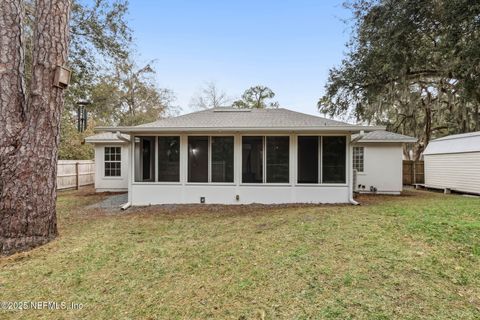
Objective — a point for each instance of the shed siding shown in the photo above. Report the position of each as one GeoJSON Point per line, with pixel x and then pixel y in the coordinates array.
{"type": "Point", "coordinates": [455, 171]}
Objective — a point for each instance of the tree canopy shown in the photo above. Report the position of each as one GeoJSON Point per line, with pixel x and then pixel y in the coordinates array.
{"type": "Point", "coordinates": [412, 65]}
{"type": "Point", "coordinates": [256, 98]}
{"type": "Point", "coordinates": [106, 74]}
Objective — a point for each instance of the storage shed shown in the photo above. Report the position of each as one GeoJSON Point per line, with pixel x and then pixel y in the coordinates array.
{"type": "Point", "coordinates": [453, 163]}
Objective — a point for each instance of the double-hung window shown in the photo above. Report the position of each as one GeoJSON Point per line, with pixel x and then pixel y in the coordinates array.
{"type": "Point", "coordinates": [113, 161]}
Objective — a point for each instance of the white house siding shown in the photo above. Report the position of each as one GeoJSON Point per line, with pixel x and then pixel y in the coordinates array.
{"type": "Point", "coordinates": [114, 184]}
{"type": "Point", "coordinates": [455, 171]}
{"type": "Point", "coordinates": [382, 167]}
{"type": "Point", "coordinates": [146, 193]}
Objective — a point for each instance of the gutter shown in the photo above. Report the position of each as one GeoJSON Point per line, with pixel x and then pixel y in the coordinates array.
{"type": "Point", "coordinates": [120, 137]}
{"type": "Point", "coordinates": [351, 128]}
{"type": "Point", "coordinates": [358, 137]}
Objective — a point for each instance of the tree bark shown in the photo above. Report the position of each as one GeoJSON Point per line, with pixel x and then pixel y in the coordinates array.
{"type": "Point", "coordinates": [30, 125]}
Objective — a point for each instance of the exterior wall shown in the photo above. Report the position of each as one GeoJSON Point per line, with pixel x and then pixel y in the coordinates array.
{"type": "Point", "coordinates": [455, 171]}
{"type": "Point", "coordinates": [382, 167]}
{"type": "Point", "coordinates": [114, 184]}
{"type": "Point", "coordinates": [146, 193]}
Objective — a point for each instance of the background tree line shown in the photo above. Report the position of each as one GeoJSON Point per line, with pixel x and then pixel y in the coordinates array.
{"type": "Point", "coordinates": [106, 74]}
{"type": "Point", "coordinates": [412, 65]}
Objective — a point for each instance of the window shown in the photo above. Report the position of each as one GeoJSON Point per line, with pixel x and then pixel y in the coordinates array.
{"type": "Point", "coordinates": [252, 159]}
{"type": "Point", "coordinates": [278, 155]}
{"type": "Point", "coordinates": [197, 159]}
{"type": "Point", "coordinates": [307, 159]}
{"type": "Point", "coordinates": [334, 159]}
{"type": "Point", "coordinates": [168, 159]}
{"type": "Point", "coordinates": [358, 159]}
{"type": "Point", "coordinates": [113, 162]}
{"type": "Point", "coordinates": [222, 159]}
{"type": "Point", "coordinates": [144, 159]}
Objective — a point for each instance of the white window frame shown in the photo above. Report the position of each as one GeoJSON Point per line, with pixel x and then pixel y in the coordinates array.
{"type": "Point", "coordinates": [112, 161]}
{"type": "Point", "coordinates": [363, 159]}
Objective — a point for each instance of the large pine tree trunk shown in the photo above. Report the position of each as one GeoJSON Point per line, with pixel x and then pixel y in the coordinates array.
{"type": "Point", "coordinates": [30, 124]}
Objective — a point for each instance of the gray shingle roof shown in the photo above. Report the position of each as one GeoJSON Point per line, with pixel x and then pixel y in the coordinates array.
{"type": "Point", "coordinates": [244, 118]}
{"type": "Point", "coordinates": [105, 137]}
{"type": "Point", "coordinates": [384, 136]}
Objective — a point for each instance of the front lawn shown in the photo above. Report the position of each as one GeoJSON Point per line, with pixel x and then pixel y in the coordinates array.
{"type": "Point", "coordinates": [414, 256]}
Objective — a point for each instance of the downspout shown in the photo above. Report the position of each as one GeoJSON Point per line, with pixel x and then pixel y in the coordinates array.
{"type": "Point", "coordinates": [120, 137]}
{"type": "Point", "coordinates": [357, 138]}
{"type": "Point", "coordinates": [126, 206]}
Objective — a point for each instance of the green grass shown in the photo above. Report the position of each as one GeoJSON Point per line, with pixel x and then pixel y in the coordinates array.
{"type": "Point", "coordinates": [411, 257]}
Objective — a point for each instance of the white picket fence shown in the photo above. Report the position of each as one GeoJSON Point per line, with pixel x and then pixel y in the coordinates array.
{"type": "Point", "coordinates": [75, 173]}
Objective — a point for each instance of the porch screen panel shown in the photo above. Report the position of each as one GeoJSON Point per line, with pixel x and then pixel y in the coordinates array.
{"type": "Point", "coordinates": [197, 159]}
{"type": "Point", "coordinates": [307, 159]}
{"type": "Point", "coordinates": [222, 159]}
{"type": "Point", "coordinates": [334, 159]}
{"type": "Point", "coordinates": [252, 159]}
{"type": "Point", "coordinates": [169, 159]}
{"type": "Point", "coordinates": [144, 159]}
{"type": "Point", "coordinates": [278, 156]}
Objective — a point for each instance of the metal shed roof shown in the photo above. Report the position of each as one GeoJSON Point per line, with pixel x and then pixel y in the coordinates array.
{"type": "Point", "coordinates": [458, 143]}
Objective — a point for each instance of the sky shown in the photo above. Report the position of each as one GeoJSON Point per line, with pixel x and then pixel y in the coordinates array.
•••••
■ **Direction**: Can you turn all of the data above into a Markdown table with the columns "Row" and "Data line", one numbered row per line, leaving out blank lines and the pictures?

■ **The solution**:
| Row | Data line |
|---|---|
| 1 | Objective — a point for each instance of the shed siding shown in the photo above. Report the position of each as one GeoJSON Point per line, with pixel x and then pixel y in the coordinates array. |
| 2 | {"type": "Point", "coordinates": [455, 171]} |
| 3 | Objective — a point for each instance of the tree canopy shown in the photo above. Report the position of each as one GeoJSON Point per line, with pixel x and then pixel y in the coordinates array. |
| 4 | {"type": "Point", "coordinates": [412, 65]} |
| 5 | {"type": "Point", "coordinates": [256, 98]} |
| 6 | {"type": "Point", "coordinates": [106, 74]} |
| 7 | Objective — a point for each instance of the storage shed shown in the photo above. Report the position of each as one GeoJSON Point per line, with pixel x and then pixel y in the coordinates array. |
| 8 | {"type": "Point", "coordinates": [453, 163]} |
| 9 | Objective — a point for each instance of the double-hung window shown in the photo above. Report the position of each as one GeoJSON Point per line, with pixel x and then pixel y in the coordinates array. |
| 10 | {"type": "Point", "coordinates": [113, 161]} |
| 11 | Objective — a point for each instance of the white house siding shown in the photo above. Report the position of each as one GeoJSON Point per line, with pixel x and then pixel y in the coordinates array. |
| 12 | {"type": "Point", "coordinates": [114, 184]} |
| 13 | {"type": "Point", "coordinates": [455, 171]} |
| 14 | {"type": "Point", "coordinates": [382, 167]} |
| 15 | {"type": "Point", "coordinates": [146, 193]} |
| 16 | Objective — a point for each instance of the gutter shown in the photo above. Report the position of each as one GeoJSON Point per line, with pixel x and then pixel y in the coordinates array. |
| 17 | {"type": "Point", "coordinates": [120, 137]} |
| 18 | {"type": "Point", "coordinates": [351, 128]} |
| 19 | {"type": "Point", "coordinates": [358, 137]} |
| 20 | Objective — a point for each instance of the tree bark shown in the photo above. Report the position of each as one GeoJSON Point per line, with pixel x and then pixel y in the coordinates array. |
| 21 | {"type": "Point", "coordinates": [30, 125]} |
| 22 | Objective — a point for each instance of the exterior wall shown in the photo above. Report the position of each as one GeoJSON Point per line, with pixel x and then pixel y in the coordinates array. |
| 23 | {"type": "Point", "coordinates": [455, 171]} |
| 24 | {"type": "Point", "coordinates": [382, 167]} |
| 25 | {"type": "Point", "coordinates": [114, 184]} |
| 26 | {"type": "Point", "coordinates": [146, 193]} |
| 27 | Objective — a point for each instance of the background tree line shown in the photo above. Report the position of each as one GeoJSON Point per line, with pixel x and then pixel y in the coordinates array. |
| 28 | {"type": "Point", "coordinates": [106, 74]} |
| 29 | {"type": "Point", "coordinates": [412, 65]} |
| 30 | Objective — a point for each instance of the window shown in the photo above. Report the position of each as one GeoJSON Point per line, with pixel x and then pixel y in the coordinates array. |
| 31 | {"type": "Point", "coordinates": [252, 159]} |
| 32 | {"type": "Point", "coordinates": [278, 155]} |
| 33 | {"type": "Point", "coordinates": [197, 159]} |
| 34 | {"type": "Point", "coordinates": [307, 159]} |
| 35 | {"type": "Point", "coordinates": [334, 159]} |
| 36 | {"type": "Point", "coordinates": [168, 159]} |
| 37 | {"type": "Point", "coordinates": [358, 159]} |
| 38 | {"type": "Point", "coordinates": [113, 162]} |
| 39 | {"type": "Point", "coordinates": [222, 159]} |
| 40 | {"type": "Point", "coordinates": [144, 159]} |
| 41 | Objective — a point for each instance of the white window frame shown in the photo above. Report the position of each as one GeoJSON Point per line, with pixel x and then pixel y in the coordinates array. |
| 42 | {"type": "Point", "coordinates": [112, 161]} |
| 43 | {"type": "Point", "coordinates": [363, 159]} |
| 44 | Objective — a point for each instance of the large pine tree trunk shown in the photo above. Report the position of each as one GeoJSON Point per line, with pixel x and then pixel y in the coordinates array. |
| 45 | {"type": "Point", "coordinates": [30, 124]} |
| 46 | Objective — a point for each instance of the gray shingle roof shown in the photo above. Report the position of each as one GeoJSON Point per line, with pixel x and then pixel y in the coordinates array. |
| 47 | {"type": "Point", "coordinates": [244, 118]} |
| 48 | {"type": "Point", "coordinates": [105, 137]} |
| 49 | {"type": "Point", "coordinates": [384, 136]} |
| 50 | Objective — a point for each instance of the front lawn shown in the photo above. Report the position of each as one GeoJSON Point per line, with pixel x and then pixel y in the coordinates array. |
| 51 | {"type": "Point", "coordinates": [414, 256]} |
| 52 | Objective — a point for each instance of the downspout shown in the photo above. Report the position of each as one GeoJSON Point per line, with pixel x and then pixel y in the coordinates array. |
| 53 | {"type": "Point", "coordinates": [120, 137]} |
| 54 | {"type": "Point", "coordinates": [357, 138]} |
| 55 | {"type": "Point", "coordinates": [126, 206]} |
| 56 | Objective — a point for each instance of the green grass shown in the photo above. Report the position of each as one GeoJSON Point per line, with pixel x and then pixel y in the coordinates array. |
| 57 | {"type": "Point", "coordinates": [411, 257]} |
| 58 | Objective — a point for each instance of the white picket fence shown in the photo above. Report the position of each as one GeoJSON Point per line, with pixel x and then pixel y in the coordinates array. |
| 59 | {"type": "Point", "coordinates": [75, 173]} |
| 60 | Objective — a point for each instance of the porch screen panel shown in the photo above. Report the position of each as one GeoJSON Point per line, with pixel x and then pixel y in the coordinates array. |
| 61 | {"type": "Point", "coordinates": [197, 159]} |
| 62 | {"type": "Point", "coordinates": [307, 159]} |
| 63 | {"type": "Point", "coordinates": [222, 159]} |
| 64 | {"type": "Point", "coordinates": [334, 159]} |
| 65 | {"type": "Point", "coordinates": [252, 159]} |
| 66 | {"type": "Point", "coordinates": [169, 159]} |
| 67 | {"type": "Point", "coordinates": [144, 159]} |
| 68 | {"type": "Point", "coordinates": [278, 156]} |
| 69 | Objective — a point for each instance of the metal shed roof shown in the photo above. Report the position of each as one GeoJSON Point per line, with pixel x and then pixel y in the coordinates array. |
| 70 | {"type": "Point", "coordinates": [458, 143]} |
| 71 | Objective — a point for each instance of the sky shown in the photo above. Report the position of each as one GeoJSON Point per line, with pixel x and then pixel y in the coordinates array. |